_Dataset extract_
═══

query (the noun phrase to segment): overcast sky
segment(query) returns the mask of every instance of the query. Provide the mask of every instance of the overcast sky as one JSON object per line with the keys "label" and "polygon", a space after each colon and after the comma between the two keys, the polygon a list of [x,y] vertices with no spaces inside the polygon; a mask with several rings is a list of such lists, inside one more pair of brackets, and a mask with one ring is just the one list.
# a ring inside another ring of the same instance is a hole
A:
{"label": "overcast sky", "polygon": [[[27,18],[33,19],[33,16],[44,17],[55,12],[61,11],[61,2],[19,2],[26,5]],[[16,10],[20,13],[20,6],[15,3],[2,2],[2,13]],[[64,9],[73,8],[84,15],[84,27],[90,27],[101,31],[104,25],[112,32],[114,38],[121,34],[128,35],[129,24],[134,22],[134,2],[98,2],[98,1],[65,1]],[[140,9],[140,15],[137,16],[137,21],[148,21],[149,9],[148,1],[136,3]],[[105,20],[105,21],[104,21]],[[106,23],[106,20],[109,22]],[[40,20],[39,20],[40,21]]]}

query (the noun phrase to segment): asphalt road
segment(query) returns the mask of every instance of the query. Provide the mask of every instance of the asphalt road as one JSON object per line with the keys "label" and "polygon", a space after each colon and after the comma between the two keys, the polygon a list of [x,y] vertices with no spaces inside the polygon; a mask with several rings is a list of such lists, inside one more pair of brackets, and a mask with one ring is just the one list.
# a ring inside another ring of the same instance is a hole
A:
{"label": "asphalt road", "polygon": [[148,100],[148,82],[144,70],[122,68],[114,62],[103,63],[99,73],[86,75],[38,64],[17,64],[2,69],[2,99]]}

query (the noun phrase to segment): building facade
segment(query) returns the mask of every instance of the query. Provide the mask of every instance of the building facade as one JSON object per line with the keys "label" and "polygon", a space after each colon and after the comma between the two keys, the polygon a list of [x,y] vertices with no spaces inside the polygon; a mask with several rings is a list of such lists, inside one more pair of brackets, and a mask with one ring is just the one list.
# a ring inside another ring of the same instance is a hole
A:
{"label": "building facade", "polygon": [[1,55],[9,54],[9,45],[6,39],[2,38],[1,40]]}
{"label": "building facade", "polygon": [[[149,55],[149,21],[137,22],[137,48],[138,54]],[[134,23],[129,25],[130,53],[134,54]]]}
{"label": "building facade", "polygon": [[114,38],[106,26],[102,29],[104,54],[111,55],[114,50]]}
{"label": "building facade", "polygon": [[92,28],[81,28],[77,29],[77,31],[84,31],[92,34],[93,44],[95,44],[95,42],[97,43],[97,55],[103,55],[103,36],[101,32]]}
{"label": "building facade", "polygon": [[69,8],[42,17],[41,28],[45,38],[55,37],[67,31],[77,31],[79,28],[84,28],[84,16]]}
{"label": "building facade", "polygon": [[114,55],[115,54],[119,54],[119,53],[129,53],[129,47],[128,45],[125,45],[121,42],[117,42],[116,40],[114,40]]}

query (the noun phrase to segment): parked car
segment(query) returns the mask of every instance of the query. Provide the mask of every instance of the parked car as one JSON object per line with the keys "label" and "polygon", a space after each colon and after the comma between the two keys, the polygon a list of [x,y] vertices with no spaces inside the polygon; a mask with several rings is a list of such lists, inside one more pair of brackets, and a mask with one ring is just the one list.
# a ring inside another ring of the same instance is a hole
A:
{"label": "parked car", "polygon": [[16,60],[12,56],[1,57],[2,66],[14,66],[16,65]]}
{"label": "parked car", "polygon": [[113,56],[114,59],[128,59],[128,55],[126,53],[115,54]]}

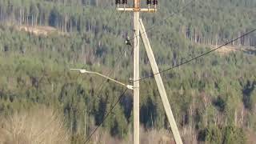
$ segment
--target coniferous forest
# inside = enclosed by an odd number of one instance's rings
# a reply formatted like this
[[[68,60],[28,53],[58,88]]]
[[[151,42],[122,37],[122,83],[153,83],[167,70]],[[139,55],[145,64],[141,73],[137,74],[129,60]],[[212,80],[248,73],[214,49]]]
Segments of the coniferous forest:
[[[141,18],[161,71],[255,29],[256,0],[158,0]],[[129,84],[133,34],[133,14],[114,0],[1,0],[0,144],[84,143],[126,88],[70,69]],[[140,50],[144,78],[152,71]],[[255,62],[254,32],[162,74],[184,143],[254,143]],[[140,82],[140,125],[142,143],[174,142],[151,77]],[[132,143],[132,134],[127,90],[88,143]]]

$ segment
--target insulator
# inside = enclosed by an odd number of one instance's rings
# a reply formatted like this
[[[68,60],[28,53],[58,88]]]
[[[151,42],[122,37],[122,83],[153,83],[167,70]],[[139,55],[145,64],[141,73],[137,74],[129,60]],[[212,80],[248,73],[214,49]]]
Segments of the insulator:
[[[146,0],[146,4],[147,5],[151,5],[152,3],[152,1],[151,0]]]
[[[158,0],[153,0],[153,5],[158,5]]]
[[[122,0],[122,4],[123,4],[123,5],[127,5],[127,3],[128,3],[128,2],[127,2],[127,0]]]
[[[120,5],[121,4],[121,0],[115,0],[115,4],[116,5]]]

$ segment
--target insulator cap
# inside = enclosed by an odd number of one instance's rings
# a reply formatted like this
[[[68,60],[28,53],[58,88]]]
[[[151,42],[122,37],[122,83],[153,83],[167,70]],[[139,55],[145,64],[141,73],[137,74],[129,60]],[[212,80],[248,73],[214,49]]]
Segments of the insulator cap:
[[[128,3],[128,2],[127,2],[127,0],[122,0],[122,4],[123,4],[123,5],[127,5],[127,3]]]
[[[152,3],[152,1],[151,0],[146,0],[146,4],[147,5],[151,5]]]
[[[121,4],[121,0],[115,0],[115,4],[116,5],[120,5]]]
[[[153,0],[153,5],[158,5],[158,0]]]

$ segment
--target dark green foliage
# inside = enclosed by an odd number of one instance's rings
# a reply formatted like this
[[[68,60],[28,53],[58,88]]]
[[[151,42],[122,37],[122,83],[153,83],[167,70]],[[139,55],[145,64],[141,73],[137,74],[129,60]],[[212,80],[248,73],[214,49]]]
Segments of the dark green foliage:
[[[146,28],[155,25],[147,34],[160,70],[255,26],[255,0],[197,0],[162,22],[187,2],[159,1],[157,14],[142,14]],[[0,114],[38,103],[53,106],[65,114],[74,142],[81,142],[98,126],[123,89],[70,68],[84,66],[129,82],[132,47],[125,46],[124,39],[133,35],[130,15],[119,14],[118,18],[114,8],[103,9],[110,5],[106,0],[0,1]],[[56,30],[37,35],[18,30],[20,25]],[[178,127],[189,127],[194,134],[203,130],[198,138],[206,143],[245,143],[242,129],[256,130],[256,34],[230,45],[239,50],[214,52],[162,74]],[[151,70],[142,46],[141,50],[143,78]],[[140,102],[140,120],[146,129],[169,129],[153,78],[141,82]],[[129,91],[103,122],[103,129],[125,138],[132,127],[132,106]]]

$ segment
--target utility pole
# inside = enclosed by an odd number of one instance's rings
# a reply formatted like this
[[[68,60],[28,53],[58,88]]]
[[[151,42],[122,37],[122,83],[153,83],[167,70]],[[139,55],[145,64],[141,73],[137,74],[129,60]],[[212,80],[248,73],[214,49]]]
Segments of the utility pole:
[[[149,58],[151,69],[154,75],[154,78],[160,93],[161,99],[164,106],[164,109],[177,144],[182,144],[174,117],[173,115],[165,87],[162,83],[158,67],[156,63],[154,53],[147,38],[142,21],[139,19],[139,12],[156,12],[158,0],[146,0],[147,8],[140,7],[141,0],[134,0],[134,7],[126,7],[127,0],[122,0],[123,7],[119,7],[121,0],[116,0],[117,10],[118,11],[132,11],[134,12],[134,144],[139,144],[139,38],[140,33],[143,40],[147,56]],[[145,0],[146,1],[146,0]],[[151,8],[152,4],[154,8]]]
[[[139,1],[134,2],[134,80],[139,78]],[[139,144],[139,81],[134,82],[134,144]]]

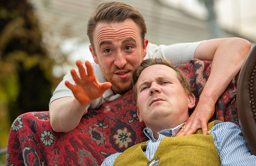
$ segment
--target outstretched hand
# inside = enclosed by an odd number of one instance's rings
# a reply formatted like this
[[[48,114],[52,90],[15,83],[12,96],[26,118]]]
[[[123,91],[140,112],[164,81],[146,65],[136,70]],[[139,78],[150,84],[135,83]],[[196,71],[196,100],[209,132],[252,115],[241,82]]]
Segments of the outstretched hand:
[[[203,134],[206,135],[208,132],[207,124],[213,115],[214,104],[201,104],[198,103],[196,109],[185,124],[175,136],[193,134],[199,128],[202,128]]]
[[[76,62],[78,68],[80,77],[73,69],[70,73],[75,85],[66,81],[65,84],[72,91],[75,99],[82,105],[89,104],[93,100],[101,96],[107,89],[111,87],[111,83],[106,82],[101,83],[96,78],[93,68],[88,61],[85,62],[87,74],[80,61]]]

═══

_Short task_
Pull out each line of the items above that contains the string "phrase", matching case exactly, and list those lines in full.

_Solution_
query (the noun phrase to segment): overcast sky
query (the noun phrase to segment): asphalt road
query (the noun phrase to segment): building facade
query (the noun phrase to segment): parked car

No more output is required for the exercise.